Copy the records that follow exactly as written, but not their pictures.

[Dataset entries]
--- start ---
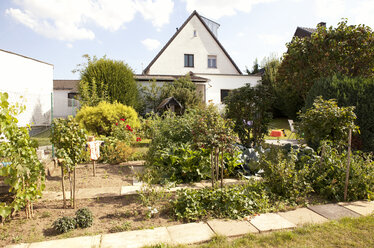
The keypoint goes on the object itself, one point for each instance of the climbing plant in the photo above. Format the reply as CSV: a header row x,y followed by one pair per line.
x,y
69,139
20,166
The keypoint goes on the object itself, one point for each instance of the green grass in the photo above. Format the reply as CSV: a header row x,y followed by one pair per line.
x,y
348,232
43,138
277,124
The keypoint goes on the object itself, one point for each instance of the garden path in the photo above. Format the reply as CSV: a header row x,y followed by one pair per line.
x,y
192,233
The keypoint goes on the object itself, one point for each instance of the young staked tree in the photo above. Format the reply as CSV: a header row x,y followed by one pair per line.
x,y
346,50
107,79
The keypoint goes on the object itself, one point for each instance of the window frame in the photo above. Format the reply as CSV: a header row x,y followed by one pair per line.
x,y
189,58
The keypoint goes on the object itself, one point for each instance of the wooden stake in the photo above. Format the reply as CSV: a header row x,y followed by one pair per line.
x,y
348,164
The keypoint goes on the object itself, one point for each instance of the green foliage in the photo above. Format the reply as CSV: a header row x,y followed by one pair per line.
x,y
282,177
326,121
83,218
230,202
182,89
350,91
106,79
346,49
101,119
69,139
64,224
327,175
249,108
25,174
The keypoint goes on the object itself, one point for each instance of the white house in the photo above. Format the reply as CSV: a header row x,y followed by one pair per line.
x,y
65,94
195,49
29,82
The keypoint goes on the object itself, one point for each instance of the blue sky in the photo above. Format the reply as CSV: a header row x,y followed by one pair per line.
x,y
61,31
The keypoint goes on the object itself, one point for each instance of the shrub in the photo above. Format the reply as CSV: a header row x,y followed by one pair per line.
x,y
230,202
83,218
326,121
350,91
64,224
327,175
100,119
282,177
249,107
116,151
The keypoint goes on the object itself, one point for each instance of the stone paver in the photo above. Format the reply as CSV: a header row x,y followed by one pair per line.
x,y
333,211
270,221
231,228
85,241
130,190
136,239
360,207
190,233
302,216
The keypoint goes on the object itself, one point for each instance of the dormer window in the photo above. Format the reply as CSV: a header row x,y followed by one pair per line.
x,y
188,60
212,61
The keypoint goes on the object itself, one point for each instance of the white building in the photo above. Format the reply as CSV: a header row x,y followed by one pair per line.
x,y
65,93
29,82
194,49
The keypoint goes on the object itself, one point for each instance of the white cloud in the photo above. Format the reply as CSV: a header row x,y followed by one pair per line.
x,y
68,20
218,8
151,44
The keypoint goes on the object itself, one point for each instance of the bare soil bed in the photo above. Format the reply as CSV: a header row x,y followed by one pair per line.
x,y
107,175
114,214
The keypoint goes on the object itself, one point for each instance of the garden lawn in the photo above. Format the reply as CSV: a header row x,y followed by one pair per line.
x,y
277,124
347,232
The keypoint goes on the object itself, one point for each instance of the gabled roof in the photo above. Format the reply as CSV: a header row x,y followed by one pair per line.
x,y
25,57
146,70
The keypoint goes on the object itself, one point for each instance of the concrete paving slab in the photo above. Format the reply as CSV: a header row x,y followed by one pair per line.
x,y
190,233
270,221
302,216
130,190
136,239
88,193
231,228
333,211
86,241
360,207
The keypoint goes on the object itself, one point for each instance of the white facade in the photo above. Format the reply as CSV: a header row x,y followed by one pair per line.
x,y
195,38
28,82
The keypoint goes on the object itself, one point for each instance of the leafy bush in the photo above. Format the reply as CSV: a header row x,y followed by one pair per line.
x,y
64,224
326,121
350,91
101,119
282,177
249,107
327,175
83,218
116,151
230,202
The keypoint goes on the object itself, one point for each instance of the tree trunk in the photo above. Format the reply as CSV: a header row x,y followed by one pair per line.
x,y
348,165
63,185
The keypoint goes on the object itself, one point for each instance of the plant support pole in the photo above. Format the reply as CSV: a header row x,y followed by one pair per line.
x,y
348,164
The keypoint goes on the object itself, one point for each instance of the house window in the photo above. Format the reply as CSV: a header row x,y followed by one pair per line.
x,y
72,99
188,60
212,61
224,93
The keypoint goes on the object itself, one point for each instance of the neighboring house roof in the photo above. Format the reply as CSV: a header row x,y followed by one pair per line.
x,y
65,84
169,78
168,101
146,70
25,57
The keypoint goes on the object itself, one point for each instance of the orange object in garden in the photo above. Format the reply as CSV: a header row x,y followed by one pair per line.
--- end ---
### Response below
The keypoint goes on the object itself, one point for each instance of the climbing plant in the photo above. Format the reply as CSV: a header row x,y followed by one pair per line.
x,y
69,139
20,166
The keypoint goes on the object itself, one point for each instance of the green grass in the photo above. Format the reply as CSV: a header row x,y followed by one pair per line.
x,y
348,232
43,138
277,124
The keypoint goes on the object itself, one point for each instance of the garden path in the photo above. Format the reply as CSV: a header row x,y followed by one pair per line.
x,y
192,233
The keypoint goes on the object itself, one point for each instance of the young staked tree in the photo above. Format the reply as CSV: a header row x,y followed by one pair per line.
x,y
346,50
107,79
The keypoint goes on the object itself, one point for each instance of the window frame in the photo above. Format the reply as CSV: a header row x,y followed by one pair per line.
x,y
189,58
The keypoint goes on the object itself, one point for each instance of the wooden stake in the photo above. Format the reply as CSV: a header row x,y followed by one pair per line.
x,y
348,164
The keypoint goes on the object itself, one point for each instance of the green foliage in the photo above. Format the reply as CSV: a header row x,y followed by one pair per line.
x,y
282,177
326,121
83,218
230,202
182,89
350,91
106,79
346,49
101,119
69,139
64,224
327,175
249,108
25,174
The keypoint goes on the object itself, one point for each instance of the white house in the photo above. Format the reply as CSV: a header row x,y followed by one pair per line.
x,y
65,94
195,49
29,82
The keypoint goes on the object itself, one point for each instance of the blue sky in the photo above. Format the reply as CSV: a header row x,y followed by one pair per line.
x,y
61,31
The keypoint goes on the object itself, one point for each instance of the shrub in the photo above. Format the reply as CSV: a header row x,y followed by one pair per line.
x,y
230,202
83,218
326,121
350,91
64,224
327,175
100,119
282,177
249,107
116,151
The keypoint goes on the object itself, one point for each instance of the stone paver in the photo above. Format the reply as CSV: a header row x,y followed by one pair per line.
x,y
333,211
270,221
231,228
85,241
130,190
136,239
360,207
190,233
302,216
The keypoint goes on the object itself, one point for each instance of the dormer window in the photo above. Format the reply as CSV: a header row x,y followed by one pair per line.
x,y
188,60
212,61
The keypoint goes on the object itself, one point for each instance of the white building in the photo above. Format the reply as CSV: a header row x,y followed by one pair per line.
x,y
65,93
29,82
194,49
The keypoint goes on the object itself, one point for each instance of the white cloud in the photo above. Format the reply as CSV: a header row x,y followed by one pair per line.
x,y
68,20
218,8
151,44
The keypoint goes on the object itself, one point for each instance of the bare soil bed in the photo above. Format the reply as CSV: a header row x,y followed by one pair per line.
x,y
107,175
114,214
The keypoint goes on the object itself, one point for each instance of the garden lawn in the photo above. Format the reply as CSV: a header row x,y followed by one pair per line.
x,y
277,124
347,232
The keypoint goes on the object itself, one point for each instance of the gabled roof in the photo above. Format the reply as CSV: a header row x,y followed by one pair per line.
x,y
25,57
146,70
The keypoint goes on the object itself, one point for each instance of the concrete paving slab in the photo above. Format the reply as CSV: a header row x,y followed by one pair per line.
x,y
190,233
270,221
302,216
130,190
136,239
88,193
231,228
333,211
86,241
360,207
The keypoint goes on the object itself, one point for each instance of the white facade in the photo above. Format the reply as CSV: a header row x,y followed by one pair per line.
x,y
195,38
28,82
The keypoint goes on the object itself, one point for each instance of the leafy bush in the photo above. Format the reply as CSV: a header row x,y followed by one pair per line.
x,y
64,224
326,121
350,91
101,119
282,177
249,107
327,175
83,218
116,151
230,202
The keypoint goes on the object itself, one point for each instance of the tree trunk in the photo above. Format the reply as CSV: a header row x,y followed by one pair per line.
x,y
348,165
63,185
The keypoint goes on the object itself, one point for each instance of the plant support pole in the photo above. Format the reply as CSV: a header row x,y followed by one pair per line.
x,y
348,164
The keypoint goes on the object itself, one point for each instance of the house window in the photo above. Format the reply as CSV: a header row x,y followed by one pair per line.
x,y
72,99
188,60
212,61
224,93
The keypoint goes on the object itself, one point for each instance of the neighboring house roof in the photo above. Format the reply as CSV: a header row x,y followed by one pair per line.
x,y
65,84
169,78
168,101
146,70
25,57
The keypoint goes on the object itself, one point for each instance of the orange object in garden in the photo above. Format the reply as CSV: a header row x,y followed by one pair per line.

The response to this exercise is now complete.